* _What needs to be done_: Your job is to copy every record exactly.

Source records START

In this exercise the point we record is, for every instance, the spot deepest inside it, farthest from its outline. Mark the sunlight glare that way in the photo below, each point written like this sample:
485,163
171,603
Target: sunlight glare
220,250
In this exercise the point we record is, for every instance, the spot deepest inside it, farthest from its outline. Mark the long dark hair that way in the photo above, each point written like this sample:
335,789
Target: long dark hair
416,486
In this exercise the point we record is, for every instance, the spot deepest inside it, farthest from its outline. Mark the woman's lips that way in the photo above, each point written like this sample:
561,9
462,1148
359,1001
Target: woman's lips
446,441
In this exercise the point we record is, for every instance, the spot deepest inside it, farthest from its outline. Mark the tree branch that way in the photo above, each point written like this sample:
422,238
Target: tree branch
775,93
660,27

Source records END

* _Result of the exercise_:
In this exercise the point we record is, for every instance, the spot deepest inside it, farthest from its outline. Mark the sunlight glare that way in the photo below, each point written like this sample:
485,163
171,603
Target: sunlight glare
220,250
In this exercise the point we record is, for every instance, the spot deepest inside it, farthest from its outline. Mark the long dark hair that way in the photo above, each point written like this sample:
335,789
Target: long dark hair
416,486
In this exercise the point we record is, for every instance, the spot deepest inside it, farthest from its outline. Mark the woman's lips that way in the photo above, each point written like this sample:
561,9
462,1148
359,1001
Target: woman's lips
446,441
In this exercise the point we record is, for every instance, the spot deepest inside it, farthest from its outline. Mark the tree branch that way in the photo above, each point written like this sample:
422,238
Target: tree branch
775,93
660,27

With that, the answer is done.